_SUPPLIED TEXT_
It’s thought that the sequence of the genome remains the same throughout the life of an organism. But scientists have discovered a kind of genetic recombination, in which the sequence of a gene changes, in brains affected by Alzheimer’s disease. Those changes were happening in a gene called APP that has been linked to Alzheimer’s in previous work; the APP gene can generate aberrant beta-amyloid proteins that are characteristic of the disease. In this work, researchers found many different variations of the APP gene in neurons. The findings have been published in Nature, and are described in the videos.
“We used new approaches to study the APP gene, which gives rise to amyloid plaques, a pathological hallmark of the disease," noted the senior author of the report Jerold Chun, M.D., Ph.D., the senior author of the paper, professor and senior vice president of Neuroscience Drug Discovery at SBP. "Gene recombination was discovered as both a normal process for the brain and one that goes wrong in Alzheimer's disease."
Every sample the researchers analyzed carried high levels of different APP variants compared to healthy brains. Many cycles had happened in which the APP gene underwent reverse transcription, and after changes were made, the newly-made APP gene variant was reinserted back into the genome. The researchers found some variants that were identical to those found in a rare form of inherited Alzheimer’s disease.

_DATA FOR REVIEW_
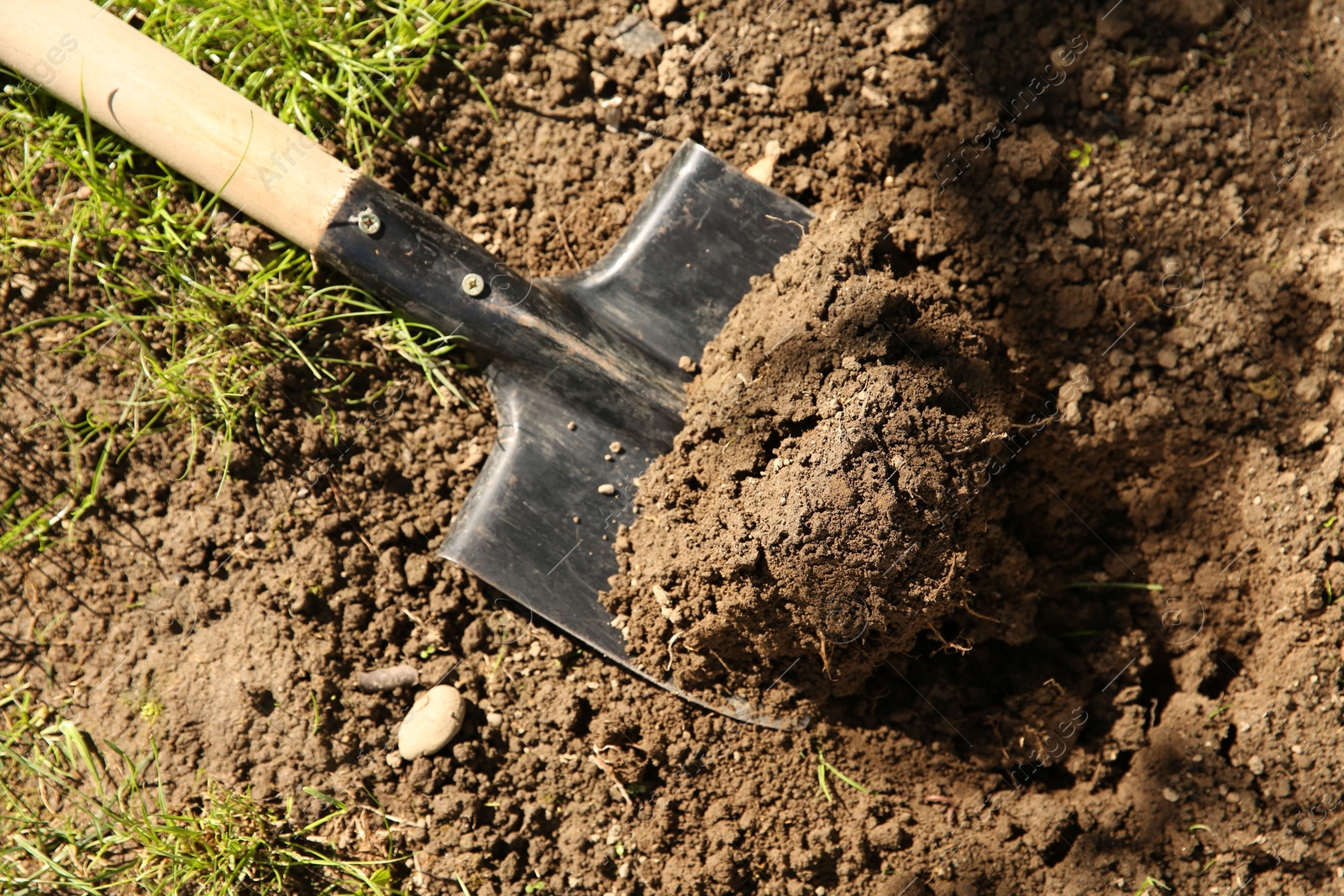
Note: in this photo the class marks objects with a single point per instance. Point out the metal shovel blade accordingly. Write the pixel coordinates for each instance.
(539, 523)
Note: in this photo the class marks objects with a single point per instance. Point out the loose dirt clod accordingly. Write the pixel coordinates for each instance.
(433, 721)
(822, 499)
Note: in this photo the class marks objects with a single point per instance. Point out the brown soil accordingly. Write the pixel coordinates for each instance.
(1090, 739)
(823, 500)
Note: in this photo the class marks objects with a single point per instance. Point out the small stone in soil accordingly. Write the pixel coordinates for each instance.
(434, 719)
(911, 29)
(387, 679)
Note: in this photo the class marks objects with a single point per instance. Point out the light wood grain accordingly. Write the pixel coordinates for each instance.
(174, 110)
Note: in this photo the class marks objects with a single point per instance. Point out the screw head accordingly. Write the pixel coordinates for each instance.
(369, 222)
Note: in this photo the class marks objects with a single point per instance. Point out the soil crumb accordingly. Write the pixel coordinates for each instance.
(822, 499)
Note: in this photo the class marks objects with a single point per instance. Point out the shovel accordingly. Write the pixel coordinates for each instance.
(577, 363)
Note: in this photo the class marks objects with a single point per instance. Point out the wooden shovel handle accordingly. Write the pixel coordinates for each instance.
(174, 110)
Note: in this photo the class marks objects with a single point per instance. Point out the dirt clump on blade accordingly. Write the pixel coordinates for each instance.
(822, 499)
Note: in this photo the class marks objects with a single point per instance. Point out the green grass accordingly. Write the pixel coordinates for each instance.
(192, 332)
(824, 768)
(82, 819)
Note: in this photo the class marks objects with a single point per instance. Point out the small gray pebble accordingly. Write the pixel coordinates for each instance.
(434, 719)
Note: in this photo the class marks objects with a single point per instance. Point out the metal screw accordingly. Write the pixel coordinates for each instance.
(369, 222)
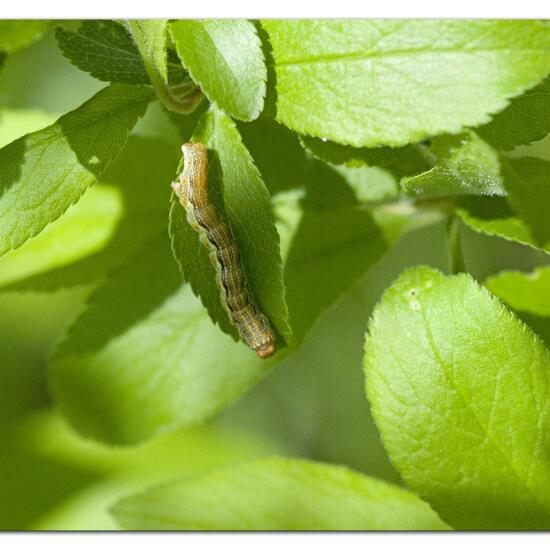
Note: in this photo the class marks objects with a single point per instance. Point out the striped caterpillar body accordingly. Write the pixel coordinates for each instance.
(191, 189)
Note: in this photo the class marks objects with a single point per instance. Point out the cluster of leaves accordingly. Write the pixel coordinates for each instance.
(331, 142)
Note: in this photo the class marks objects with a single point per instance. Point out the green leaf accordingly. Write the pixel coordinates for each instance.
(277, 495)
(123, 298)
(129, 210)
(393, 82)
(84, 229)
(235, 182)
(458, 387)
(331, 251)
(525, 120)
(15, 123)
(173, 368)
(493, 216)
(529, 292)
(43, 173)
(402, 161)
(224, 56)
(16, 34)
(150, 36)
(105, 49)
(463, 164)
(527, 181)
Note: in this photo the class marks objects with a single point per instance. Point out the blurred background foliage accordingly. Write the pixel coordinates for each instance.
(312, 405)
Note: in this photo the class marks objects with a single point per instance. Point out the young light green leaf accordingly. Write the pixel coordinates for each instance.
(525, 120)
(150, 37)
(235, 184)
(401, 161)
(277, 494)
(171, 369)
(106, 50)
(43, 173)
(225, 58)
(493, 216)
(462, 164)
(393, 82)
(529, 292)
(19, 33)
(527, 181)
(459, 390)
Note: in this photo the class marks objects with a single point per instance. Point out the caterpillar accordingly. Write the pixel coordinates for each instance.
(191, 188)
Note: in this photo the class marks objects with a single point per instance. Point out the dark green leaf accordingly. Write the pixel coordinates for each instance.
(527, 181)
(493, 216)
(277, 495)
(525, 120)
(43, 173)
(105, 49)
(462, 164)
(401, 161)
(127, 209)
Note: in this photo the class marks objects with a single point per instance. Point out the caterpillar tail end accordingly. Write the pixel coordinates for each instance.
(266, 351)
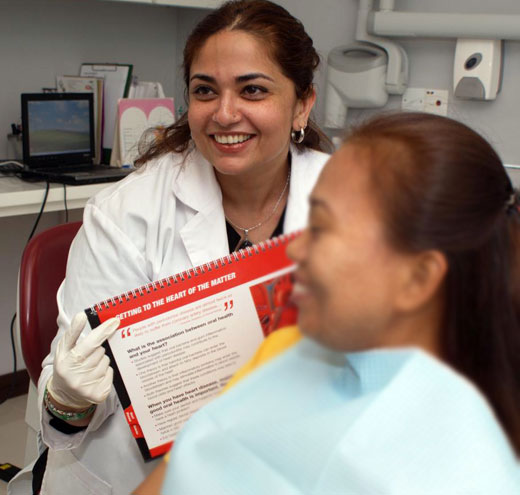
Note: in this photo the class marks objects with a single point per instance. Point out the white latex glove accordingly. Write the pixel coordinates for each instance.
(82, 375)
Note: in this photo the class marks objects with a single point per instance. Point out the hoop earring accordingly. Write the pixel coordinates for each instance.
(298, 136)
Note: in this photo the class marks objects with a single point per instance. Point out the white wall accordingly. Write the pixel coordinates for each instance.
(42, 38)
(332, 23)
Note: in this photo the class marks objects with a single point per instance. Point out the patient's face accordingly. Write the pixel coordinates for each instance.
(348, 275)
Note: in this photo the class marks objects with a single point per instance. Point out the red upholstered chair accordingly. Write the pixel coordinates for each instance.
(42, 269)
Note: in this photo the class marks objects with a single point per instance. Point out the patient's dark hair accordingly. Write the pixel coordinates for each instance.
(290, 47)
(441, 186)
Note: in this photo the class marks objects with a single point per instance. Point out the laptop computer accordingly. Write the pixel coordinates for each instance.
(58, 140)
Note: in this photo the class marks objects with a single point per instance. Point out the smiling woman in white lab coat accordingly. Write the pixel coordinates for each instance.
(237, 169)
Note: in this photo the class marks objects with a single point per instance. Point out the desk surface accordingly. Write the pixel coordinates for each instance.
(18, 197)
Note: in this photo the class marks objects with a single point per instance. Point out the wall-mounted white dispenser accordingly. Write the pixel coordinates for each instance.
(355, 78)
(477, 69)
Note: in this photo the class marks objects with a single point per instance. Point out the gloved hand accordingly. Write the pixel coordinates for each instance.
(82, 375)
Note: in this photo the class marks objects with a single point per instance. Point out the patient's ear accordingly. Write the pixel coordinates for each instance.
(423, 280)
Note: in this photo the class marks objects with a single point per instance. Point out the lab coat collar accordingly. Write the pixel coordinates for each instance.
(299, 190)
(204, 235)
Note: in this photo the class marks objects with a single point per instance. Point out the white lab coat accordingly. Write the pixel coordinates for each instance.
(158, 221)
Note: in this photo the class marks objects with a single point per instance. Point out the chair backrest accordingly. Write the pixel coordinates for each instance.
(42, 269)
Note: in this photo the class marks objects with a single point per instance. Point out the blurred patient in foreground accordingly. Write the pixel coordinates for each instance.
(407, 378)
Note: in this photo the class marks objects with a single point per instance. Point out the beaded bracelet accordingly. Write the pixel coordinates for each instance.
(65, 415)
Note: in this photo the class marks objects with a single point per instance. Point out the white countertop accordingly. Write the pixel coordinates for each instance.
(18, 197)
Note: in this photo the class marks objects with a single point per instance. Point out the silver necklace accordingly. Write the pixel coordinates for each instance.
(246, 242)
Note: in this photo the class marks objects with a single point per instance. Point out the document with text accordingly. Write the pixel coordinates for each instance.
(183, 337)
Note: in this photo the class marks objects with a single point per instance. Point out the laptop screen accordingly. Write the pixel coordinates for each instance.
(57, 129)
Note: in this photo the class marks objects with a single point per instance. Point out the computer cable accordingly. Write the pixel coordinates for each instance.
(11, 168)
(13, 346)
(65, 203)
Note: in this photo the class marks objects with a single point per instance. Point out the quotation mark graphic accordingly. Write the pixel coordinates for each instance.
(228, 305)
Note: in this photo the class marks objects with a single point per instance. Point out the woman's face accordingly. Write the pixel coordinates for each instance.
(348, 275)
(241, 107)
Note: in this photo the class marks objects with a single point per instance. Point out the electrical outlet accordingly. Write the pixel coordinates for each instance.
(426, 100)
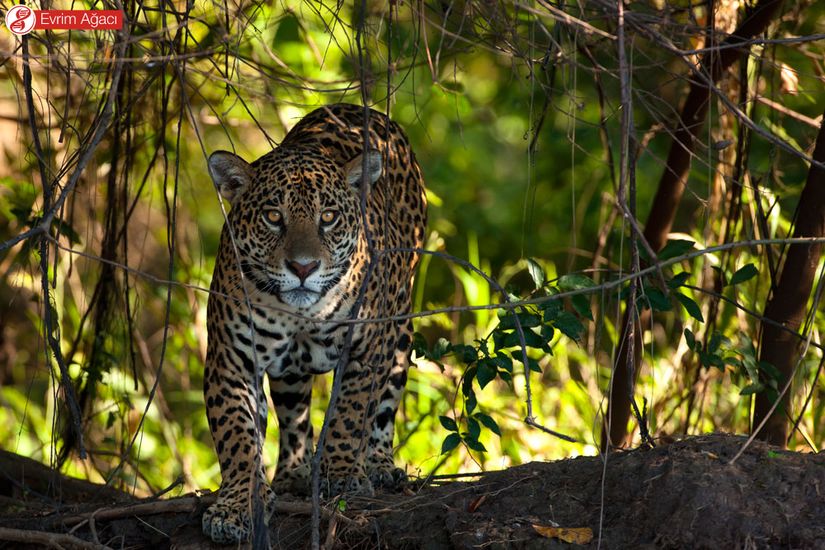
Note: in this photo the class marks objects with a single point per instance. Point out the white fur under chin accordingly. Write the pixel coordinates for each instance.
(300, 297)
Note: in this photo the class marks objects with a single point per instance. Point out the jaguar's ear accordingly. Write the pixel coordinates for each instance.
(355, 169)
(230, 173)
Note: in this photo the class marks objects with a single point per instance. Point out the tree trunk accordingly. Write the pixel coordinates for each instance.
(790, 299)
(668, 195)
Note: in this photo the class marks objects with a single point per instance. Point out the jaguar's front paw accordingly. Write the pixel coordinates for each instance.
(297, 481)
(390, 478)
(229, 520)
(226, 524)
(347, 485)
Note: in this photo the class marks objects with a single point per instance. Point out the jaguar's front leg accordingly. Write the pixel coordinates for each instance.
(292, 395)
(346, 445)
(236, 410)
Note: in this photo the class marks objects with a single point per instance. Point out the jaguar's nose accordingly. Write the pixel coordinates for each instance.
(302, 270)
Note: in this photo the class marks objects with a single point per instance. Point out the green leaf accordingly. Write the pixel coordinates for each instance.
(450, 442)
(679, 279)
(467, 381)
(475, 445)
(675, 248)
(466, 354)
(690, 339)
(473, 429)
(547, 332)
(486, 372)
(489, 423)
(470, 402)
(448, 423)
(504, 362)
(536, 273)
(743, 274)
(691, 307)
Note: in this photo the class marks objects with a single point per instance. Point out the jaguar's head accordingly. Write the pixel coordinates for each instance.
(295, 218)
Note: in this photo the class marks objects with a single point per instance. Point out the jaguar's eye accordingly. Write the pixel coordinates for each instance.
(328, 216)
(273, 216)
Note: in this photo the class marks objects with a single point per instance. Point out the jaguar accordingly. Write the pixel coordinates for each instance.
(313, 273)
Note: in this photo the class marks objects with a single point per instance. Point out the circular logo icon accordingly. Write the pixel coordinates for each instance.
(20, 20)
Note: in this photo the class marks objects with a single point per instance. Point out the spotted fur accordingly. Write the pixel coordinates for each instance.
(295, 242)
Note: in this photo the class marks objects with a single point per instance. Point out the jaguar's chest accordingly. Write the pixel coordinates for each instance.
(294, 346)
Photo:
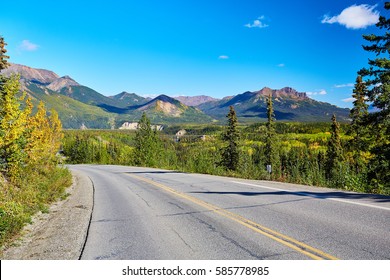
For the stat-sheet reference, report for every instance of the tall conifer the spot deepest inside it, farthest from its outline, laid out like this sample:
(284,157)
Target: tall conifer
(377,79)
(230,154)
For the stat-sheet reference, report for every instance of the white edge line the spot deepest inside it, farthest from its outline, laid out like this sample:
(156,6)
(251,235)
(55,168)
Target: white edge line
(313,196)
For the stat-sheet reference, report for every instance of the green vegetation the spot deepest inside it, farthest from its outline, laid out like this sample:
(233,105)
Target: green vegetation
(377,92)
(29,176)
(230,153)
(301,157)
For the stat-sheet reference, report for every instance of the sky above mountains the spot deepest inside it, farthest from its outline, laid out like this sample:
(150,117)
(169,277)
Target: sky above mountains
(215,48)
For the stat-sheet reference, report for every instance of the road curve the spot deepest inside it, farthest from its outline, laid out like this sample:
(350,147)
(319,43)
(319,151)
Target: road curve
(144,213)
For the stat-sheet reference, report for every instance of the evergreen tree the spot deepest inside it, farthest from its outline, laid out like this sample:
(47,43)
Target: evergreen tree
(147,143)
(12,128)
(358,129)
(271,153)
(334,153)
(3,58)
(377,79)
(230,153)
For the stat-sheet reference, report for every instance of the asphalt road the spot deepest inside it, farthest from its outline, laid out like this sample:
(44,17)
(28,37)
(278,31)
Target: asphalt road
(143,213)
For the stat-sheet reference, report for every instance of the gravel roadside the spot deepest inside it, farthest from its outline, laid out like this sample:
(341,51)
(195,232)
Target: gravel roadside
(61,233)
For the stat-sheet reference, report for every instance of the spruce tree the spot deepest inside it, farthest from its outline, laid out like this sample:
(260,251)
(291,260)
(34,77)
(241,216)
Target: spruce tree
(357,129)
(377,79)
(230,153)
(147,143)
(3,58)
(334,153)
(271,153)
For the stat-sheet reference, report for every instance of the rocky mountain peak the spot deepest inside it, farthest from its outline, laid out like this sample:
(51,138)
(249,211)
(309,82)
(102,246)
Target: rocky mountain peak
(40,76)
(61,83)
(284,92)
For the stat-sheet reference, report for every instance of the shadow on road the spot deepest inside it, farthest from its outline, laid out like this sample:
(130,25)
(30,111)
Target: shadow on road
(321,195)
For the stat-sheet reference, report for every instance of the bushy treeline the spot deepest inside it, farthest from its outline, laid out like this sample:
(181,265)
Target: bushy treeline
(29,142)
(298,158)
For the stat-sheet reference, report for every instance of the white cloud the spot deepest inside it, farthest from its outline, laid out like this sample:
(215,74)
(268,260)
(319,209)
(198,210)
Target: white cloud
(350,99)
(223,57)
(355,17)
(319,92)
(257,23)
(26,45)
(344,85)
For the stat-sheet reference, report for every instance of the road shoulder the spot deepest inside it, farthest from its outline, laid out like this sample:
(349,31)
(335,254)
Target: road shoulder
(61,233)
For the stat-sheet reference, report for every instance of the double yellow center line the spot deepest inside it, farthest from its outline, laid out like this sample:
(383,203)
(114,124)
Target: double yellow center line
(279,237)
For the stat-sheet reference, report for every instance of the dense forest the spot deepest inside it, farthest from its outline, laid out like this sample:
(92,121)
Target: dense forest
(30,177)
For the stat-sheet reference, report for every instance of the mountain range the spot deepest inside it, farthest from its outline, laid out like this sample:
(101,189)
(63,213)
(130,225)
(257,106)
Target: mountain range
(79,105)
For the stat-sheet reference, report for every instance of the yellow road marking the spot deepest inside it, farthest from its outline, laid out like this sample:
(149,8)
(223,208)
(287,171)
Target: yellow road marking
(279,237)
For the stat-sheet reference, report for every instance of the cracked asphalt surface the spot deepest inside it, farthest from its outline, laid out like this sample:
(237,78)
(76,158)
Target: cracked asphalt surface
(61,233)
(132,213)
(144,213)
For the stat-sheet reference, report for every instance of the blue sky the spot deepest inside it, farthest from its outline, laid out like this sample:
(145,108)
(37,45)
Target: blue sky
(216,48)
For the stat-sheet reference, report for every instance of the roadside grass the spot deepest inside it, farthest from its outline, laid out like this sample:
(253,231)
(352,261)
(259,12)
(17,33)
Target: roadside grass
(34,193)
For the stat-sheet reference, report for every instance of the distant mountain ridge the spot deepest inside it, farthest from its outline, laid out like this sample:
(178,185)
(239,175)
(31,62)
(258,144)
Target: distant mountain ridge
(80,105)
(195,100)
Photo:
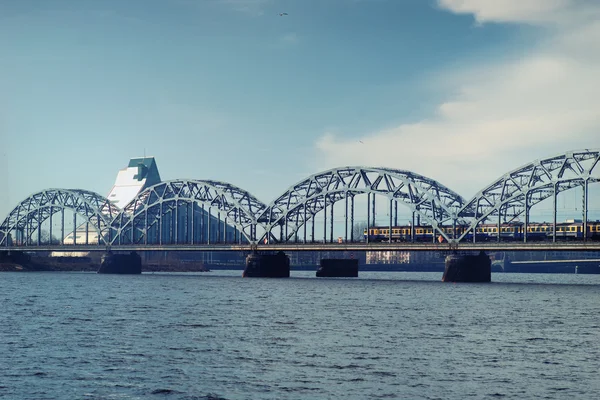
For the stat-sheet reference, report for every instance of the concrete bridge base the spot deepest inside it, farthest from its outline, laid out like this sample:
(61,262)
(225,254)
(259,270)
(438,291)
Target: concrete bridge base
(468,268)
(267,265)
(337,267)
(121,263)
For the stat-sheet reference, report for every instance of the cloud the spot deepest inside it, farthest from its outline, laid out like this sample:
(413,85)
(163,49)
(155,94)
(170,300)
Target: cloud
(523,11)
(500,115)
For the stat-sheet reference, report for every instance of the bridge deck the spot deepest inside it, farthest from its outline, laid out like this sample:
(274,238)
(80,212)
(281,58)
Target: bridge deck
(288,247)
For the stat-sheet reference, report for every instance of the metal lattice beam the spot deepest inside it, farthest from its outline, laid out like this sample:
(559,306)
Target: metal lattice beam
(146,211)
(513,194)
(37,208)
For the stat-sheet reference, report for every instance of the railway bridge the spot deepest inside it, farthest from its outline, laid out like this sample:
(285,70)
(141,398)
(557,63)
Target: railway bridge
(194,214)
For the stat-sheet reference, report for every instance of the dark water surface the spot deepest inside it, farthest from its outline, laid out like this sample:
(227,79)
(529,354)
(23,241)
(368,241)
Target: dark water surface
(216,335)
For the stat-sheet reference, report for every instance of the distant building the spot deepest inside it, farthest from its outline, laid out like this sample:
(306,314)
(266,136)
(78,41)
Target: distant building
(139,174)
(132,180)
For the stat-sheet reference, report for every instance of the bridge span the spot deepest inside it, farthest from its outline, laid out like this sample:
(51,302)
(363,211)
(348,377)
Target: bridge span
(341,247)
(192,214)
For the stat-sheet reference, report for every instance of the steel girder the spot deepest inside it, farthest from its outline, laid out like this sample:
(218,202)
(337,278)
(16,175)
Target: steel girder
(144,211)
(517,191)
(300,203)
(34,210)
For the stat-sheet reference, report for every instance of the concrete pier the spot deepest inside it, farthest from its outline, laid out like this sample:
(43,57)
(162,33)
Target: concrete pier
(121,263)
(337,267)
(267,265)
(468,268)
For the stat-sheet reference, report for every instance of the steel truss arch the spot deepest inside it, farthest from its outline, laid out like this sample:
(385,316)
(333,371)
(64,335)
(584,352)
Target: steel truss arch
(97,210)
(517,191)
(301,202)
(149,206)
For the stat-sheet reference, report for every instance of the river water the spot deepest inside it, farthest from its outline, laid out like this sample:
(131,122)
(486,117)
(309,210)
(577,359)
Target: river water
(396,335)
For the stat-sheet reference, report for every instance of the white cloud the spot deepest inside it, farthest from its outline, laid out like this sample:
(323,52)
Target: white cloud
(501,115)
(521,11)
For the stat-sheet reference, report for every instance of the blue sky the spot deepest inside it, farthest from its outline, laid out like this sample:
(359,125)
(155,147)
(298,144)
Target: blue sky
(229,90)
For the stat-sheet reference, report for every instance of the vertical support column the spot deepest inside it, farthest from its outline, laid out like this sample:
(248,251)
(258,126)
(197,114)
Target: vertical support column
(346,217)
(218,226)
(305,222)
(39,227)
(192,204)
(281,230)
(132,237)
(176,221)
(193,230)
(160,224)
(146,228)
(498,225)
(170,241)
(51,210)
(312,229)
(453,228)
(368,217)
(209,225)
(554,200)
(585,206)
(62,226)
(100,230)
(331,223)
(526,216)
(412,229)
(202,225)
(324,219)
(352,218)
(373,216)
(390,236)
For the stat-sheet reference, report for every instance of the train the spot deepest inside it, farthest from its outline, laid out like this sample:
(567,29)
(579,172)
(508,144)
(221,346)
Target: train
(536,231)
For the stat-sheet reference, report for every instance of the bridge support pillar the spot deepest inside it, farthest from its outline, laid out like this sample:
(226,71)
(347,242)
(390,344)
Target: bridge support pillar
(121,263)
(468,268)
(267,265)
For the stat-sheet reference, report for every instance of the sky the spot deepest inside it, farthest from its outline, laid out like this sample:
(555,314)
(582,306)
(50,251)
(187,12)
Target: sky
(461,91)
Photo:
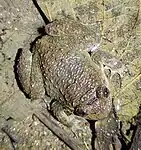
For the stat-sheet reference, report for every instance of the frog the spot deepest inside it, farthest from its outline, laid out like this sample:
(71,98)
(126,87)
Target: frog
(59,66)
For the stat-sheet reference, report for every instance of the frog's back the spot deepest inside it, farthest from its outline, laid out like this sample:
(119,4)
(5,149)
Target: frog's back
(69,74)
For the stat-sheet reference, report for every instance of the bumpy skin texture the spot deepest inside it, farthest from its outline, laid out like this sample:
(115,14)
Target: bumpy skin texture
(62,66)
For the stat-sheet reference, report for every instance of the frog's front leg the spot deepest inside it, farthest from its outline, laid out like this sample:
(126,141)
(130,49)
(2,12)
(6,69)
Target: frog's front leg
(28,74)
(67,118)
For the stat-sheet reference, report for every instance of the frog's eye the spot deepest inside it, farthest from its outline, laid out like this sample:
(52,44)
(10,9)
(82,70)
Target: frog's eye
(80,112)
(102,91)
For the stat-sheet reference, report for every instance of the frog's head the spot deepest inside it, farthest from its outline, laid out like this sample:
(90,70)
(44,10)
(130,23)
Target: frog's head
(96,107)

_COMPLETE THE FOLLOWING_
**A.** From the text on APP gene changes in Alzheimer's brains, list each distinct degree, title, or role it gives for Jerold Chun.
**B.** Print word for word the part of the text on APP gene changes in Alzheimer's brains that opens with the words containing "It’s thought that" and closes with "in the videos.".
**C.** Carry on the text on APP gene changes in Alzheimer's brains from after its final sentence.
The material above plays no part in this work.

_ANSWERS IN ORDER_
**A.**
- Senior author (of the report/paper)
- M.D.
- Ph.D.
- Professor
- Senior vice president of Neuroscience Drug Discovery at SBP

**B.**
It’s thought that the sequence of the genome remains the same throughout the life of an organism. But scientists have discovered a kind of genetic recombination, in which the sequence of a gene changes, in brains affected by Alzheimer’s disease. Those changes were happening in a gene called APP that has been linked to Alzheimer’s in previous work; the APP gene can generate aberrant beta-amyloid proteins that are characteristic of the disease. In this work, researchers found many different variations of the APP gene in neurons. The findings have been published in Nature, and are described in the videos.

**C.**
"These findings may fundamentally change how we understand the brain and Alzheimer's disease," said Chun. "If we imagine DNA as a language that each cell uses to 'speak,' we found that in neurons, just a single word may produce many thousands of new, previously unrecognized words. This is a bit like a secret code embedded within our normal language that is decoded by gene recombination. The secret code is being used in healthy brains but also appears to be disrupted in Alzheimer's disease."
An enzyme called reverse transcriptase is critical to the recombination process, and that enzyme is also crucial to a mechanism used by HIV. Therefore, it's possible that some HIV therapeutics that target reverse transcriptase may be useful in treating Alzheimer’s. The scientists noted that Alzheimer’s is rarely observed in aged HIV patients, suggesting this idea should be pursued.
"Our findings provide a scientific rationale for immediate clinical evaluation of HIV antiretroviral therapies in people with Alzheimer's disease," noted Chun. "Such studies may also be valuable for high-risk populations, such as people with rare genetic forms of Alzheimer's disease."
"Reverse transcriptase is an error-prone enzyme, meaning it makes lots of mistakes. This helps explain why copies of the APP gene are not accurate in Alzheimer's disease and how the diversity of DNA in the neurons is created,” said first author Ming-Hsiang Lee, Ph.D., a research associate in the Chun laboratory.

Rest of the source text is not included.